* **Given problem 1**:
Using the piece on nearshore versus offshore hiring, explain in one to three sentences why it says the 9-to-12-hour offset of common offshore locations is not a cosmetic difference.
* **Given problem 2**:
From the piece on nearshore versus offshore hiring, write out the stretch from "Nearshore vs offshore: the" through "on most axes.".

* **Selected passage**:
####################
Nearshore vs offshore: the Argentina case for NA mid-market
Timezone overlap, engineering seniority, and the arithmetic that makes Buenos Aires a rational answer for North American mid-market teams.
by Victor Bobrovskiy
The choice is usually framed as "offshore to save money, or hire locally to keep velocity." It is a false binary. For a US or Canadian mid-market company — roughly 50 to 500 people, single-digit-millions of engineering spend — there is a third option that wins on most axes.
The timezone math
Buenos Aires is UTC−3. New York in summer is UTC−4, so we are one hour ahead. In winter, same clock. Chicago is UTC−5 or −6; San Francisco is UTC−7 or −8.
That means:
- Full overlap with NA Eastern teams, all year, with no split shifts
- Four hours of overlap with PST — morning there, afternoon here
- Five hours with continental Europe, if you have partners there
By comparison, common offshore locations have 9 to 12 hours of offset. The difference is not cosmetic. Async-only engagements work for well-scoped tickets. They do not work for product design, incident response, or the kind of architectural work where the cost of a missed question is a week.
####################
* **Source data**:

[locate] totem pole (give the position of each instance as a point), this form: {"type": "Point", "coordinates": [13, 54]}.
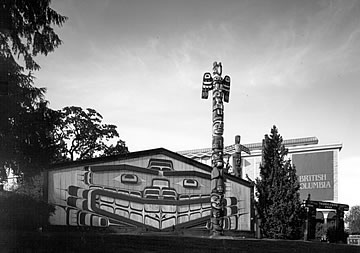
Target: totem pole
####################
* **Expected answer 1**:
An offset that large leaves teams working async-only. The text says async-only engagements work for well-scoped tickets but fail for product design, incident response, and architectural work, where a missed question can cost a week.

* **Expected answer 2**:
Nearshore vs offshore: the Argentina case for NA mid-market
Timezone overlap, engineering seniority, and the arithmetic that makes Buenos Aires a rational answer for North American mid-market teams.
by Victor Bobrovskiy
The choice is usually framed as "offshore to save money, or hire locally to keep velocity." It is a false binary. For a US or Canadian mid-market company — roughly 50 to 500 people, single-digit-millions of engineering spend — there is a third option that wins on most axes.